WRITTEN REQUEST:
Report how many lines of the records below contain the string "wing". Give only the number.

Stored records:
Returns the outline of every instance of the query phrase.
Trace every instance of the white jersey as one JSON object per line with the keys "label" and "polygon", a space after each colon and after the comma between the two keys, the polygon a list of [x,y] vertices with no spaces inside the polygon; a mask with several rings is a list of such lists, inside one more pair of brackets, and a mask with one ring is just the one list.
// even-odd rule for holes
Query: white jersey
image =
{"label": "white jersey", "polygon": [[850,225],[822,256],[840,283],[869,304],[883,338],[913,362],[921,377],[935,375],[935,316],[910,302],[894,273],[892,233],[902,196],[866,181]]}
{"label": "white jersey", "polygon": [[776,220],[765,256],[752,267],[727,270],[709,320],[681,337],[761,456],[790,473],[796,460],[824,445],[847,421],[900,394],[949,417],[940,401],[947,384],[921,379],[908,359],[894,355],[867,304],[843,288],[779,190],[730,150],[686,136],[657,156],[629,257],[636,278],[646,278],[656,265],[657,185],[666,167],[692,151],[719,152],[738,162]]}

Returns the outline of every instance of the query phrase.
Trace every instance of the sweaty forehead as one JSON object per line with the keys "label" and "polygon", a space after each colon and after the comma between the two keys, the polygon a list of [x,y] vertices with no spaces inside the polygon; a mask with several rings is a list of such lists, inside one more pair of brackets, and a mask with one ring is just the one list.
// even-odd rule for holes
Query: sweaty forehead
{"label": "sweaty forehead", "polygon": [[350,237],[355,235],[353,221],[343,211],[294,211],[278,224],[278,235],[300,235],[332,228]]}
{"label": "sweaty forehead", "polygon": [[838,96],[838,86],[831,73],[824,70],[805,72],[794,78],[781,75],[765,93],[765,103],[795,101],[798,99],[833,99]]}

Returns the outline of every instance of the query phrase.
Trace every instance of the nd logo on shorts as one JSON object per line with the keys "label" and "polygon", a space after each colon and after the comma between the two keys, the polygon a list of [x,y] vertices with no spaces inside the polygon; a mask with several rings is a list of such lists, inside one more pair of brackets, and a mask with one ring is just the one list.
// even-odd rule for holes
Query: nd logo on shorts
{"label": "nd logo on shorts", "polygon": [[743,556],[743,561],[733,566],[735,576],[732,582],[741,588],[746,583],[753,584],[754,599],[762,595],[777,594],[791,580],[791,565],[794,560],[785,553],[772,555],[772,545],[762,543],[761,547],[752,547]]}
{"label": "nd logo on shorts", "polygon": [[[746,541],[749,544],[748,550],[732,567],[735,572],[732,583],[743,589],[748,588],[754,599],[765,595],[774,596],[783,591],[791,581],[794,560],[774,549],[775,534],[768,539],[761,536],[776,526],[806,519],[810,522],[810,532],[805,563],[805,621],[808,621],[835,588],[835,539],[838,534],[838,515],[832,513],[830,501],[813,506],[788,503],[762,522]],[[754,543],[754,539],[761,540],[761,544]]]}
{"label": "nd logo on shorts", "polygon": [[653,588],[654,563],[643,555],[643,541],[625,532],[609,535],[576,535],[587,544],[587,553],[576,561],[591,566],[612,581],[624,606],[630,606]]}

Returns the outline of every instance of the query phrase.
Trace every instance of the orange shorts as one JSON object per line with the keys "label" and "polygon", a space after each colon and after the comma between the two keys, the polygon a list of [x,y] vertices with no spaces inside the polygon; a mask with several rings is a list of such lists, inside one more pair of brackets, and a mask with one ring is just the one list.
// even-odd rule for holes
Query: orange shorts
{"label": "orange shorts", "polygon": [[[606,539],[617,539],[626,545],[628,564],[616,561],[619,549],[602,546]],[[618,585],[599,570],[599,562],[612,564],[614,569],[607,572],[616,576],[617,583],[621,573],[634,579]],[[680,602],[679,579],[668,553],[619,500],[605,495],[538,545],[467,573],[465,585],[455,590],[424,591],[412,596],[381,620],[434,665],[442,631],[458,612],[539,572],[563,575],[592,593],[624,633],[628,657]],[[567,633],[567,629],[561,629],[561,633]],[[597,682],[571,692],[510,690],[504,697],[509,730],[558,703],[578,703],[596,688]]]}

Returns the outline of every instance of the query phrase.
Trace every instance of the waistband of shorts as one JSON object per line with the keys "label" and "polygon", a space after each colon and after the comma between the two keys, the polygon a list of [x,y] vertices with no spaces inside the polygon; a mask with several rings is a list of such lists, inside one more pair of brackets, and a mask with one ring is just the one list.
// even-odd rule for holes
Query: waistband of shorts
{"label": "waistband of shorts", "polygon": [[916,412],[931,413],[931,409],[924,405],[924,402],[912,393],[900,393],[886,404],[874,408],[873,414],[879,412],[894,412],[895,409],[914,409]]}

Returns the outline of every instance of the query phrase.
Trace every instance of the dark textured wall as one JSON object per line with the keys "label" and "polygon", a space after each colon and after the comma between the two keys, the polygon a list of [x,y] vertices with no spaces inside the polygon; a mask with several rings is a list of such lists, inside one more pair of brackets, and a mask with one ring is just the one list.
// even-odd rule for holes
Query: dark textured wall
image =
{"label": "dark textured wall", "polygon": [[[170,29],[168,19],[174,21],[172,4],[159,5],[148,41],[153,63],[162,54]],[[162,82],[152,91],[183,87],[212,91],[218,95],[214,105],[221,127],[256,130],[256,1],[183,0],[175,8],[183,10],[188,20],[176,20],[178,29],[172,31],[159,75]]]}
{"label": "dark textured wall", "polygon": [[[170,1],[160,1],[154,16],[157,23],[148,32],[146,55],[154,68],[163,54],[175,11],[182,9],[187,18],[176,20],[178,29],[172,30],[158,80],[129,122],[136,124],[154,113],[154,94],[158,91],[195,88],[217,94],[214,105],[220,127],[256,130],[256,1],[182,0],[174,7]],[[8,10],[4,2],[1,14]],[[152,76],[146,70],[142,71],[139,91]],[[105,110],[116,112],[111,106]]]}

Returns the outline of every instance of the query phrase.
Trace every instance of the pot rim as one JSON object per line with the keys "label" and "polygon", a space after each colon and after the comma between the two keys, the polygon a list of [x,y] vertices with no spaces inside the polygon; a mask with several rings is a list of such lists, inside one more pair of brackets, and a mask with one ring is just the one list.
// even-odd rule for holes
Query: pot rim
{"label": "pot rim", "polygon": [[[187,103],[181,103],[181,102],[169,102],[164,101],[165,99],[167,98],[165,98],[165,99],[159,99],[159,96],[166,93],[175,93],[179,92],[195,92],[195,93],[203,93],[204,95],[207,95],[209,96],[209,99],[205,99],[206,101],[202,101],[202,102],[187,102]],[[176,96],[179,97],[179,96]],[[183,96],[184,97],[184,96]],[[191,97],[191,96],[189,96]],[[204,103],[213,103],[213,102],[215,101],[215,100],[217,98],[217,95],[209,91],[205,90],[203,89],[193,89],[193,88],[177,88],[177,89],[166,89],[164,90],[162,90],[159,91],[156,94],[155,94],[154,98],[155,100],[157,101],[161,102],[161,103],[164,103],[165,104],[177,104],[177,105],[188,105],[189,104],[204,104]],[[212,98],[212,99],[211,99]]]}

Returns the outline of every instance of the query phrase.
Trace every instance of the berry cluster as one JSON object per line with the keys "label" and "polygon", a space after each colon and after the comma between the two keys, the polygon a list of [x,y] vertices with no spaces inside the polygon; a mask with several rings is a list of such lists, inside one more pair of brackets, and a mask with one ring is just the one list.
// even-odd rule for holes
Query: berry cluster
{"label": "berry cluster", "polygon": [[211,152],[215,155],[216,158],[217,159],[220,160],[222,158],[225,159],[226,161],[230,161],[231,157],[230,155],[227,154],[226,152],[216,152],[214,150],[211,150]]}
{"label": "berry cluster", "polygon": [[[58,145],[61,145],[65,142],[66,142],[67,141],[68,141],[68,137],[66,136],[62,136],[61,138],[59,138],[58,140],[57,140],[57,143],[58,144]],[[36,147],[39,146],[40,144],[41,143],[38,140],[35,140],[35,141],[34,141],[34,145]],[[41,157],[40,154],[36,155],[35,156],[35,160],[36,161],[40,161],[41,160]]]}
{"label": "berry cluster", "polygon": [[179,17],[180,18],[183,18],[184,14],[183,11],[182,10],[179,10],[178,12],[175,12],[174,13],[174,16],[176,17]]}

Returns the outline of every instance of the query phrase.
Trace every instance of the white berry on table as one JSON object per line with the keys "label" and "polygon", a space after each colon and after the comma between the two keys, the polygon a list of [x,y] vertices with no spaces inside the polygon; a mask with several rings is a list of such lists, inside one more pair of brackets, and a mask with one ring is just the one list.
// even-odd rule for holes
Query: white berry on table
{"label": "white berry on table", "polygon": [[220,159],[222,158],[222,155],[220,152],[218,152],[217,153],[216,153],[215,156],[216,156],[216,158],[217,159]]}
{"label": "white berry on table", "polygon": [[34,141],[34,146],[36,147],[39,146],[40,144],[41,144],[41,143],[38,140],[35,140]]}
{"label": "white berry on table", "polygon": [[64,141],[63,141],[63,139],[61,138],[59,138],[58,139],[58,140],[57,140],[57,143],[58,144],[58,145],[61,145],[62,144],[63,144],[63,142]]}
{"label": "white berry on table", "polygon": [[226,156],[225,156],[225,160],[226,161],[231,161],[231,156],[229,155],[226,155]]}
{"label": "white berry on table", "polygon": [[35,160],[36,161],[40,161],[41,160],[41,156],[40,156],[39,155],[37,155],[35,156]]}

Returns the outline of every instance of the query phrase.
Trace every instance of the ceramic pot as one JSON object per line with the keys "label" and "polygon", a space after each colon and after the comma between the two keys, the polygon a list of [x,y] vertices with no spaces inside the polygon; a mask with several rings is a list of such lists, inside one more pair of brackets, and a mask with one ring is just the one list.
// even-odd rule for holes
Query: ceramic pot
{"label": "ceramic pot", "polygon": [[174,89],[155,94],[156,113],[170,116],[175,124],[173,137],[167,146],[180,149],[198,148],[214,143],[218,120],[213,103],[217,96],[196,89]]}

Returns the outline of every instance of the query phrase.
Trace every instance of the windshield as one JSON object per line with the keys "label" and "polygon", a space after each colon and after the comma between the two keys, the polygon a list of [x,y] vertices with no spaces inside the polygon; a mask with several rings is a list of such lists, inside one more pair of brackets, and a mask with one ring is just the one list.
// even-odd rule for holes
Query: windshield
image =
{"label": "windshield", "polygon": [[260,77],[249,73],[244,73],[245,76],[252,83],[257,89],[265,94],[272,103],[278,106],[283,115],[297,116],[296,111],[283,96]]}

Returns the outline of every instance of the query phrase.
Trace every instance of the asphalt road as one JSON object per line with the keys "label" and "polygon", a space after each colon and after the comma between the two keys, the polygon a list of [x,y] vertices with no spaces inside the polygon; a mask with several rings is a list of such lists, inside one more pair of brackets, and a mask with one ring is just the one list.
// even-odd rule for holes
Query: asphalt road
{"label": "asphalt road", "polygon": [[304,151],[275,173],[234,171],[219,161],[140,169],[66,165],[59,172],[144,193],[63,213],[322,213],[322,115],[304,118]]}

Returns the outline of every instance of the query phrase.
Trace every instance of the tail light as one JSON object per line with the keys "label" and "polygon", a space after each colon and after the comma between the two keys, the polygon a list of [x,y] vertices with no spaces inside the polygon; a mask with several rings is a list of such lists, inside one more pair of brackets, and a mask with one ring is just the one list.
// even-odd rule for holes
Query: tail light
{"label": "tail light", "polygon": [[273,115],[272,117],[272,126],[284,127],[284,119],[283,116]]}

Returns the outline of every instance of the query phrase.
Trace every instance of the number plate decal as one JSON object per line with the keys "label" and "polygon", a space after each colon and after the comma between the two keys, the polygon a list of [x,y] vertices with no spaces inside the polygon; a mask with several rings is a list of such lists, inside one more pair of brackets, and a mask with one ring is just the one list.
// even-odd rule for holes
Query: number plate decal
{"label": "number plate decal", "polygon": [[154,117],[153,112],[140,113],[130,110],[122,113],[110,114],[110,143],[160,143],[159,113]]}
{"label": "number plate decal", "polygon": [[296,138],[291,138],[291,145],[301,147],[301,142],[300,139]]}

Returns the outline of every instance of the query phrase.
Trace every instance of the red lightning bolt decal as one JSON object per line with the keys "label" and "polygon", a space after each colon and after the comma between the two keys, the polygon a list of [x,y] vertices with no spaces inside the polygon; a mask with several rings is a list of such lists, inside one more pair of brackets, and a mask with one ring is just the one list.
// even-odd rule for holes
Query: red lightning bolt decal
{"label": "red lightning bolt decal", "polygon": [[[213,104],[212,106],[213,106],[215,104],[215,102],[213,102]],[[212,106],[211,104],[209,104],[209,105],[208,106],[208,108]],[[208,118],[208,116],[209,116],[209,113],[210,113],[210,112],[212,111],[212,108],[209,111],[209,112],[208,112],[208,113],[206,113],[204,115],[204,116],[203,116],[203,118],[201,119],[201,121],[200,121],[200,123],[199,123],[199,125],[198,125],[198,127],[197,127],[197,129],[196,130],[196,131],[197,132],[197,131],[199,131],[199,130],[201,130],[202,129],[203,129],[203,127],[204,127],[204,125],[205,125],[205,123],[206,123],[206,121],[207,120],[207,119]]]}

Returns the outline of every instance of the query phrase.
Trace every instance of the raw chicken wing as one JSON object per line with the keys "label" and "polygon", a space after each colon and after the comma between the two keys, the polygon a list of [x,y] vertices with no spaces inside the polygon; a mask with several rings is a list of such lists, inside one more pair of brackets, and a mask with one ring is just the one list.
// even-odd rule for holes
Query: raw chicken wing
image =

OUTPUT:
2